Your objective
Select every line in the records below that contains the string "tree", and copy each one. Case counts when matching.

Records of labeled points:
▶

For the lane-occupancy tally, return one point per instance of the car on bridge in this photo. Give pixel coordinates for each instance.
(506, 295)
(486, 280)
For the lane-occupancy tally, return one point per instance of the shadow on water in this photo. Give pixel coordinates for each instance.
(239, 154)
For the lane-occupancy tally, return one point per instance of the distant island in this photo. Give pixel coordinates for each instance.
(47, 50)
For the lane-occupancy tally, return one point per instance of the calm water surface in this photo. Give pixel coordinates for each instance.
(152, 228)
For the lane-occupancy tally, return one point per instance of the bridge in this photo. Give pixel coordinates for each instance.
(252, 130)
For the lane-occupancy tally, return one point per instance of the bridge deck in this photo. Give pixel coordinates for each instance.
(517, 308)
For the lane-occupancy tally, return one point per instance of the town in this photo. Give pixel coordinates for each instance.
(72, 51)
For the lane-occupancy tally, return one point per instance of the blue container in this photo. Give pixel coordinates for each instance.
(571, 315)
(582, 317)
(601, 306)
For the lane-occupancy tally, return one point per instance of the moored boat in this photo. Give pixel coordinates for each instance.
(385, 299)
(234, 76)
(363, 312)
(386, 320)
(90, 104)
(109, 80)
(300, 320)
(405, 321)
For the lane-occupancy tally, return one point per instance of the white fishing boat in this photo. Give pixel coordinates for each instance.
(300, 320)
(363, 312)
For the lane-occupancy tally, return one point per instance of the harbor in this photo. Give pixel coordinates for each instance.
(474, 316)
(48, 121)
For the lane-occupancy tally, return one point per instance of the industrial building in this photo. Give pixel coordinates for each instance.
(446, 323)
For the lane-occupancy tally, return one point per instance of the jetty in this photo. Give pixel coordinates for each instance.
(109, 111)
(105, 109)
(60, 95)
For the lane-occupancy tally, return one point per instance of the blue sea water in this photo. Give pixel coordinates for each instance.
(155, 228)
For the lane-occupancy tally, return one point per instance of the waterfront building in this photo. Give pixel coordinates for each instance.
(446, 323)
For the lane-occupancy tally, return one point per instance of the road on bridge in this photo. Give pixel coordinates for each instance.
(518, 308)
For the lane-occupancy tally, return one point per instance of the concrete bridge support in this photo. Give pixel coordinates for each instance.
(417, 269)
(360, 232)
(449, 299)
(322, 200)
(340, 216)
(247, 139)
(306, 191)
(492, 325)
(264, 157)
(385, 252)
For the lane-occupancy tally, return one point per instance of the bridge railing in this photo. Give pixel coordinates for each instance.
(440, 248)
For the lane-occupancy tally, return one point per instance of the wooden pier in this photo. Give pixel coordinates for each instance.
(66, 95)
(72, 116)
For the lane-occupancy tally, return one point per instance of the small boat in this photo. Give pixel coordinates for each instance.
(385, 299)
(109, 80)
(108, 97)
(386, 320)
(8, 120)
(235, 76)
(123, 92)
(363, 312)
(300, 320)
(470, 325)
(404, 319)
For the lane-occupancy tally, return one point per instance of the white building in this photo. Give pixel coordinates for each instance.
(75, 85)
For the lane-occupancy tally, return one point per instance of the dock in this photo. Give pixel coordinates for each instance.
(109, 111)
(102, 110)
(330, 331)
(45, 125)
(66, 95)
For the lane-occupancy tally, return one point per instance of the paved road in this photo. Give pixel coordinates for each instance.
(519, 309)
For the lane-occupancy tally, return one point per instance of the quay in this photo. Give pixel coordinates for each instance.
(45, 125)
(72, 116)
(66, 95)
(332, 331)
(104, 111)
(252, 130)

◀
▶

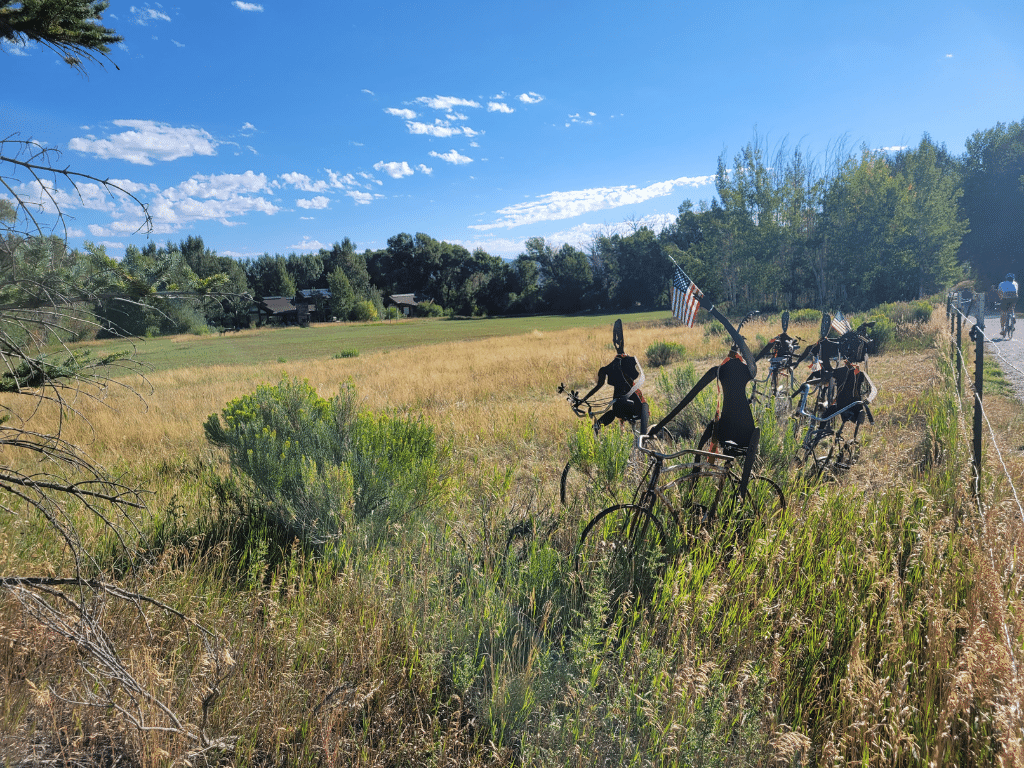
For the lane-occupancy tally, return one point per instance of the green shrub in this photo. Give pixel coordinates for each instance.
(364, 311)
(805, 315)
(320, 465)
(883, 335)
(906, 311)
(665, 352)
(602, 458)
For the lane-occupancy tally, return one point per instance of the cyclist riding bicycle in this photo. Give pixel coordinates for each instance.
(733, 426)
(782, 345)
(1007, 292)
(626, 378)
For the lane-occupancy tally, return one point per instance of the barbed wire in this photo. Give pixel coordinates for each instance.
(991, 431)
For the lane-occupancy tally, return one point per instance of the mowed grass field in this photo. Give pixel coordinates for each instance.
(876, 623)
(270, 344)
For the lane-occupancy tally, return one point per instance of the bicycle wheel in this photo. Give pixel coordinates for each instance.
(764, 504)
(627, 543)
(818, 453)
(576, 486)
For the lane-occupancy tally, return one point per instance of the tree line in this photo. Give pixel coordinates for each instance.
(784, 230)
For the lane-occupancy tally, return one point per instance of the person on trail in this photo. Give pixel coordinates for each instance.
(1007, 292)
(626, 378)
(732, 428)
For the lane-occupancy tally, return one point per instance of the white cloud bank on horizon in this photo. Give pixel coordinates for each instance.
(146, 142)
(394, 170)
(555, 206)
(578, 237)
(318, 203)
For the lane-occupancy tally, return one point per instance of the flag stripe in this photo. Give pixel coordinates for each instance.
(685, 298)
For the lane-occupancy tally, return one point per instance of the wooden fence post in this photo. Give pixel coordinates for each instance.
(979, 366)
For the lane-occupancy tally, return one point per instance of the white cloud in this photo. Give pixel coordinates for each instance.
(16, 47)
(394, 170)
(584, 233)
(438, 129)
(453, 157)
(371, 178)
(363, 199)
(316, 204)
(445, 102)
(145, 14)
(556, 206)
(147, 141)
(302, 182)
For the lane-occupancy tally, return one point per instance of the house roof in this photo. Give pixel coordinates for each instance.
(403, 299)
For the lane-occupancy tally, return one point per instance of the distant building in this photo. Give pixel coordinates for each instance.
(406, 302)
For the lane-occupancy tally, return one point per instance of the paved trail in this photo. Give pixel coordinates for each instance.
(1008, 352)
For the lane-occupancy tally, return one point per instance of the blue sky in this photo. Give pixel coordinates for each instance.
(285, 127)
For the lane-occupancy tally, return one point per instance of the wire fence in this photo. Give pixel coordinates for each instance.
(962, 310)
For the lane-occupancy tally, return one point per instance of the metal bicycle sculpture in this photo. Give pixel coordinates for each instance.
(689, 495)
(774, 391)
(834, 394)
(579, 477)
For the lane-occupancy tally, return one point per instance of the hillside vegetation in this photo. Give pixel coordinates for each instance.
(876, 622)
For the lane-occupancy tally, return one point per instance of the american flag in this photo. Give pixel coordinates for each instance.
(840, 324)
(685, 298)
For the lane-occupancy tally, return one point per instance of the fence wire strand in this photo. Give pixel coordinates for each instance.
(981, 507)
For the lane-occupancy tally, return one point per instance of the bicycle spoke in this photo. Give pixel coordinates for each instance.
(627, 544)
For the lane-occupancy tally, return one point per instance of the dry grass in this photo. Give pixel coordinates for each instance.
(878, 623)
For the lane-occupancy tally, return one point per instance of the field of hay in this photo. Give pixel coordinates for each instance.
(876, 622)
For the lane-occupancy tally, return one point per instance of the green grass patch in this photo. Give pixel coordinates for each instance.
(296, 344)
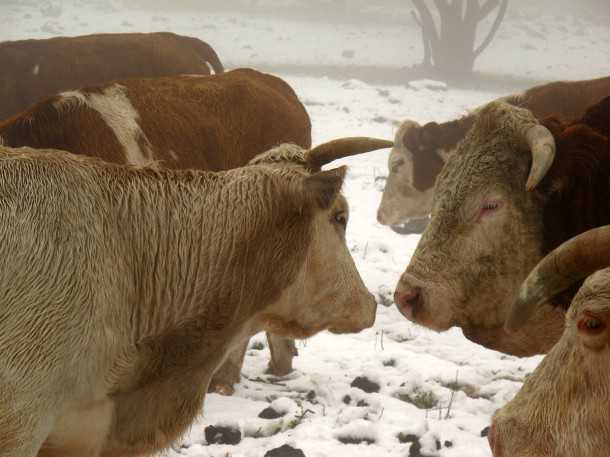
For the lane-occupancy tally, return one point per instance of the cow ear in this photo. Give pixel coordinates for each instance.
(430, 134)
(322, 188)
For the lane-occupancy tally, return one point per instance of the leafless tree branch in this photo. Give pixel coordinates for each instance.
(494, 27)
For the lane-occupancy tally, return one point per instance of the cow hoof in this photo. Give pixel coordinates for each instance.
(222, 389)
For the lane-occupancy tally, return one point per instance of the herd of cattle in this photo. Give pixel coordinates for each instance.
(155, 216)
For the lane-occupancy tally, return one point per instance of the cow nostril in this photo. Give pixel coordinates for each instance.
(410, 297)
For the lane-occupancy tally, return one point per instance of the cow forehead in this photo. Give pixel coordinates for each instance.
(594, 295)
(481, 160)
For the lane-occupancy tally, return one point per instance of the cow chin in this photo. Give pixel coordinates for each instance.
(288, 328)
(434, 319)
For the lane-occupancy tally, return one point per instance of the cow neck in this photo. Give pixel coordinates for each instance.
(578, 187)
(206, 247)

◀

Answer to the task
For the lane-occupancy tally, return one point per instance of the tree line in this photo. Give pixel coordinates for each instance.
For the lane-occupancy tally, return one point per instance of the leafless tree branch in this photo. Give pixel coordinates for each instance.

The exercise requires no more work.